4. A book that is one of a series.
R. Favreau, Épigraphie médiévale, L’atelier du médiéviste, 5 (Turnhout 1997)
Possible short title: Favreau, Épigraphie
Form for subsequent citation (where ‘ibid.’ is inapplicable): Favreau, Épigraphie, 27.

5. An edition.
Benedict of Peterborough, Gesta Regis Henrici Secundi, ed. W. Stubbs (Rolls Series, XLIX, 1867), 231-32. Please note that all references to the Rolls Series volumes must be in this form.
Possible short title: Gesta Regis.
Form for subsequent citation (where ‘ibid.’ is inapplicable): Gesta Regis, 193.

6. A translation.
P. Breuval, The Cathedral Buildings of the Gothic Period, trans. R. Baldry, rev. 2nd edn, 2 vols (London 1956-59).
Possible short title: Breuval, Cathedral Buildings.
Form for subsequent citation (where ‘ibid.’ is inapplicable): Breuval, Cathedral Buildings, I, 91.

7. A chapter in a multi-author/multi-editor volume.
C. Norton, ‘Early Cistercian tile pavements’, in Cistercian Art and Architecture in the British Isles, ed. C. Norton and D. Park (Cambridge 1986), 228-55.
Possible short title: Norton, ‘Tile pavements’.
Form for subsequent citation (where ‘ibid.’ is inapplicable): Norton, ‘Tile Pavements’, 253.

8. An article in a journal with continuously paginated annual volumes.
A. Arshavir, ‘False Fronts in Minor Domestic Architecture’, Transactions of the Ancient Monuments Society, ns, 4 (1956), 110-22, fig. 22 and pl. 14.
Possible short title: Arshavir, ‘False Fronts’.

> [Records]
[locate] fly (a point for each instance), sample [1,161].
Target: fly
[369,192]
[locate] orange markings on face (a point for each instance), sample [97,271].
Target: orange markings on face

> [Task requirements] Please pick up the citation style guide after its last line and continue it in the same format.

> [Result below]
Form for subsequent citation (where ‘ibid.’ is inapplicable): Arshavir, ‘False Fronts’, 112.

9. An article in a publication that does not have through-paginated volumes.
R. Haslam, ‘Uppark, West Sussex’, Country Life, 189/xxi (25 May 1995), 68-73.
Possible short title: Haslam, ‘Uppark’.
Form for subsequent citation (where ‘ibid.’ is inapplicable): Haslam, ‘Uppark’, 69.

10. An unpublished thesis.
R. K. Morris, ‘Decorated architecture in Herefordshire’ (unpublished Ph.D. thesis, University of London, 1972)
Possible short title: Morris, ‘Decorated architecture’.
Form for subsequent citation (where ‘ibid.’ is inapplicable): Morris, ‘Decorated architecture’, 253.


Citation of Works in Manuscript

The first reference to a manuscript should include the city where the library it located, the name of library, the class of manuscript (where this is not indicated as part of the manuscript designation), the manuscript designation, and the folio number. These items should be separated by commas. Subsequent references to the same manuscript should consist of a shortened form of the library’s name, the manuscript number, and a folio reference. Recto and verso should be specified in all instances, and the abbreviations MS, MSS, fol., fols, should be used.

First reference: London, British Library, MS Cotton, Caligula D III, fol. 15r
Later references: BL, Caligula D III, fol. 15r

First reference: London, British Library, MS Add. 13457, fol. 4v
Later references: BL, MS Add. 13457, fol. 4v

First reference: Oxford, Bodleian Library, MS Rawl. B 323, fol. 3r
Later references: Bodl., MS Rawl. B 323, fol. 3r

Standard Abbreviations

Certain abbreviations are standard to the Journal and the Transactions.

Antiq. J. Antiquaries Journal
Archaeol. J.
Archaeological Journal
BAA Trans. British Archaeological Association Conference Transactions
B/E N. Pevsner et al., The Buildings of England (Harmondsworth various dates)
B/Ir The Buildings of Ireland (Harmondsworth various dates)
B/S The Buildings of Scotland (Harmondsworth various dates)
B/W The Buildings of Wales (Harmondsworth various dates)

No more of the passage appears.